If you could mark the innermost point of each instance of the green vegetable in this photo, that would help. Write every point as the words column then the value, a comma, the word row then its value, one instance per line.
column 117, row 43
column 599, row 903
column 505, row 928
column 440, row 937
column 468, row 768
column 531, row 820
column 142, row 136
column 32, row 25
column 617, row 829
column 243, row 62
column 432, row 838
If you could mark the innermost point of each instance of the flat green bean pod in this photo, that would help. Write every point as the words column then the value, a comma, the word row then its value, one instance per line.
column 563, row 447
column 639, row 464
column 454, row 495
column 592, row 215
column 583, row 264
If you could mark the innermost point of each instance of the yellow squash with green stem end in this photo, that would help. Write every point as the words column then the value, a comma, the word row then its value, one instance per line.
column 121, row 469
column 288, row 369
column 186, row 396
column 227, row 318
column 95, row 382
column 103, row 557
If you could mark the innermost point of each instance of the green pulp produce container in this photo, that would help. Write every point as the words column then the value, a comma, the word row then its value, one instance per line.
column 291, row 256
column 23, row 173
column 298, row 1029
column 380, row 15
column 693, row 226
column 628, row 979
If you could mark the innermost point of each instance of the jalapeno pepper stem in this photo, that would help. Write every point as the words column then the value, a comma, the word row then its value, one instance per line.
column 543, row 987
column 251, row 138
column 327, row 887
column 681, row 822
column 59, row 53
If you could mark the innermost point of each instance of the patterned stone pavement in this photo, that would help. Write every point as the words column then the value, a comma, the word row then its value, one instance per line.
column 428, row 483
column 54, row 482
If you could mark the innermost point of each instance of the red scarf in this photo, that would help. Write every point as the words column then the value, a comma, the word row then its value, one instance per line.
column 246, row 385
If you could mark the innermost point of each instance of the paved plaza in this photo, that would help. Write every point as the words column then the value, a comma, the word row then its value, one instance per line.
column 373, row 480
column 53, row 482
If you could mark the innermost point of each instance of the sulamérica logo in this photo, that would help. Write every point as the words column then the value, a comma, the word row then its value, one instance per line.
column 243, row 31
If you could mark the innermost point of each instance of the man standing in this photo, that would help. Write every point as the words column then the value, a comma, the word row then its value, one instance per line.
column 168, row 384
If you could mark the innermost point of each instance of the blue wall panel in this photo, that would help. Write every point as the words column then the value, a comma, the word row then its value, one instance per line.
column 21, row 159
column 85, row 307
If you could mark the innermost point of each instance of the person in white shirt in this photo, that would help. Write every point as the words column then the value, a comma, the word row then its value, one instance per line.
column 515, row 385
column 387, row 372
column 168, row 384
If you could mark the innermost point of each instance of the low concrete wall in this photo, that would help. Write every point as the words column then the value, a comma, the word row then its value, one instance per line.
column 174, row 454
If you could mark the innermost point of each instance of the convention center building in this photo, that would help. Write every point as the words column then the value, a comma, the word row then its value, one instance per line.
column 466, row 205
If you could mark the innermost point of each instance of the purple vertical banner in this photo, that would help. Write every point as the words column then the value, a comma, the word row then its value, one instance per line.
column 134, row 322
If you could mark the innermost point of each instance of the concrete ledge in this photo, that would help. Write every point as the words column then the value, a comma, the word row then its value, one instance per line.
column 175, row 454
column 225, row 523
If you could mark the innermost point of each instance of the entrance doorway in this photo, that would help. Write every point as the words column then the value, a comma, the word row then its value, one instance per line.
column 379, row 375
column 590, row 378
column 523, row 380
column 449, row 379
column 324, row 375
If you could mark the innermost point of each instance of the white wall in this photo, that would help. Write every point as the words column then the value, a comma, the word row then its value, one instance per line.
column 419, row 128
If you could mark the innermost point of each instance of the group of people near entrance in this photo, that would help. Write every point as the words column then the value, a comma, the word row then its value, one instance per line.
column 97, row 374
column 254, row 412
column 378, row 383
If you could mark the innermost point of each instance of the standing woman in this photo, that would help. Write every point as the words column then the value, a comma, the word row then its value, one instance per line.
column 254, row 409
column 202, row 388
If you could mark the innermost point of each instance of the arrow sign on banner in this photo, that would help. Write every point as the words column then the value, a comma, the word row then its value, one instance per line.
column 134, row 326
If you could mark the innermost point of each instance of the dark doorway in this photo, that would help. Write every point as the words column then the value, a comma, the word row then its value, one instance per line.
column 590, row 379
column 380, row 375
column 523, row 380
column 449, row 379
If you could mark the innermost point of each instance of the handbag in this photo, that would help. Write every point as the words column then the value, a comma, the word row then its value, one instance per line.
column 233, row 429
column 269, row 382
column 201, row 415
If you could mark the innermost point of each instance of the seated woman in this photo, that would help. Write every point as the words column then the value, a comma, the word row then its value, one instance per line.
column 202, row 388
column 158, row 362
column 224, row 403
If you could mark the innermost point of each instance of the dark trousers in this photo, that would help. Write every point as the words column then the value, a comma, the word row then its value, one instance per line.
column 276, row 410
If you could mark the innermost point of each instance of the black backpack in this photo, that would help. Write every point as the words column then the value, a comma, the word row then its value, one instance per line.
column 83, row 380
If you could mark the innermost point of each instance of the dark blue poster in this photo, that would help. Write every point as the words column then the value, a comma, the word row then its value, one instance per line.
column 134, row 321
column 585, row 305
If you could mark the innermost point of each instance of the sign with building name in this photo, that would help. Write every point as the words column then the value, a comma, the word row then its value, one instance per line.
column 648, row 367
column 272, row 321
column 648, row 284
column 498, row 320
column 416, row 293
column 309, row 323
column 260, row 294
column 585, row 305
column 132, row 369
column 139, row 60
■ ■ ■ ■ ■ ■ ■
Down to the final line, the data above must be copied exactly.

If you could mark the innermost point of each instance of the green vegetable in this photo, that would help. Write every point as the words column then the value, a comma, the word row then its value, one instance per line.
column 117, row 43
column 599, row 903
column 505, row 928
column 440, row 937
column 468, row 768
column 531, row 820
column 142, row 136
column 32, row 25
column 617, row 829
column 243, row 62
column 432, row 838
If you could mark the innermost point of each instance of the flat green bean pod in this photo, that would help. Write every point as the words column then the value, a comma, the word row then its value, one instance per line.
column 563, row 447
column 639, row 464
column 454, row 495
column 592, row 215
column 583, row 264
If you could mark the innermost point of each instance of the yellow squash with green stem end in this photo, that would help. Write every point as the words column then the value, a comma, the word row then its value, one instance per line.
column 121, row 469
column 288, row 369
column 186, row 396
column 227, row 318
column 95, row 382
column 103, row 557
If you could mark the innermost point of each instance of the green pulp produce container in this photo, that would help. Write every point as the words column then the value, a comma, the word row then its value, one instance per line.
column 291, row 256
column 23, row 173
column 298, row 1029
column 380, row 15
column 693, row 226
column 628, row 979
If you could mark the innermost point of each instance of the jalapeno pepper stem in this photo, that would help. Write every point as the words column then the value, a comma, the word row then its value, one instance per line.
column 543, row 987
column 251, row 138
column 327, row 887
column 681, row 822
column 59, row 53
If you could mark the innermost point of each instance of the patterned stone pavement in this photo, that would help. Write every point as the words column then the value, a comma, the word row then its value, one instance per line.
column 428, row 483
column 54, row 482
If you could mark the innermost point of each instance of the red scarf in this photo, that would help. Write every point as the words column then the value, a comma, the word row then its value, one instance per line.
column 246, row 385
If you could mark the innermost point of each instance of the paved plaza in this photo, that would help. Write every point as the words column then the value, a comma, the word row then its value, one instance per line.
column 373, row 480
column 53, row 482
If you could mark the innermost point of each instance of the sulamérica logo in this photo, that would help. Write every point as the words column then the value, a comma, the word row then its value, one instance per line.
column 243, row 31
If you could mark the innermost point of each instance of the man standing in this photo, that would help. Write every point as the words column then the value, a comma, the word row then its value, one instance per line.
column 168, row 384
If you could mark the innermost point of each instance of the blue wall panel in this photo, that would help. Write every point as the words column then the value, a comma, the word row then its value, one instance per line.
column 21, row 159
column 85, row 307
If you could mark the innermost point of each instance of the person in white shirt in this photo, that would help. Write every point as the words column then the value, a comma, the word row then its value, one instance per line.
column 515, row 385
column 387, row 372
column 168, row 384
If you could mark the innermost point of each instance of the low concrete wall in this photo, that would help. Write every point as the words column then the value, a comma, the word row then its value, one instance per line.
column 174, row 454
If you could mark the innermost point of each instance of the convention center building in this photo, that would help. Write every point as the words column then the value, a comma, the word row then its value, one instance per line.
column 466, row 205
If you could mark the innermost point of each instance of the purple vertical banner in this photo, that would help. Write every point as the words column then the value, a comma, the word row then its value, one instance per line.
column 134, row 322
If you could mark the innermost point of each instance of the concrete ledge in this photo, that would help. Write every point as the words column then the value, a comma, the word row then its value, one instance per line.
column 175, row 454
column 225, row 523
If you could mark the innermost point of each instance of the entrance doorway in this photo, that would help. Write every point as the words column then the value, a comma, the word row then its value, one instance per line.
column 379, row 375
column 590, row 378
column 523, row 380
column 449, row 379
column 324, row 375
If you could mark the innermost point of each instance of the white wall in this photo, that would help. Write every point as the words column then the value, a comma, the word row then its value, one instance per line.
column 419, row 128
If you could mark the innermost point of each instance of the group of people near entrance in this photo, that would help. Write every point as the words column then the value, a comma, the word row then its value, one instance per line.
column 97, row 374
column 254, row 412
column 378, row 383
If you could mark the innermost point of each instance of the standing woman in this photo, that would help. Write every point as the words column then the value, a comma, the word row then its value, one instance per line.
column 254, row 409
column 202, row 388
If you could mark the innermost point of each instance of the arrow sign on banner in this photo, that would help. Write every point as the words column then the value, a comma, the word row then its value, one instance per line.
column 134, row 326
If you could mark the innermost point of each instance of the dark doorway in this photo, that would help. Write every point as the words column then the value, a comma, the word row then its value, one instance per line.
column 590, row 379
column 380, row 375
column 523, row 380
column 449, row 379
If you could mark the innermost point of each instance of the handbag in this photo, that would help. Write every point as the words column then the value, a comma, the word row then its value, one instance per line.
column 233, row 429
column 269, row 382
column 201, row 415
If you could mark the innermost point of each instance of the seated woman in this photo, that would help. Write every point as the words column then the value, a comma, the word row then its value, one instance per line.
column 202, row 388
column 158, row 362
column 224, row 403
If you could mark the innermost point of each instance of the dark trousers in this photo, that would help. Write every point as the words column then the value, a comma, the word row then its value, one instance per line.
column 276, row 410
If you could mark the innermost point of each instance of the black backpack in this photo, that would help. Write every point as the words column then the value, a comma, the word row then its value, one instance per line.
column 83, row 380
If you could mark the innermost point of each instance of the dark blue poster in this photo, that would help. Write every point as the words column then the value, a comma, the word row then its value, one instance per line.
column 134, row 321
column 585, row 305
If you could mark the innermost point of each instance of the sign with building name in this photo, that would help. Write every point as the words column then the value, a comma, the word row then its value, one instance per line.
column 648, row 367
column 272, row 321
column 648, row 284
column 498, row 320
column 416, row 293
column 309, row 323
column 260, row 294
column 585, row 305
column 132, row 369
column 139, row 60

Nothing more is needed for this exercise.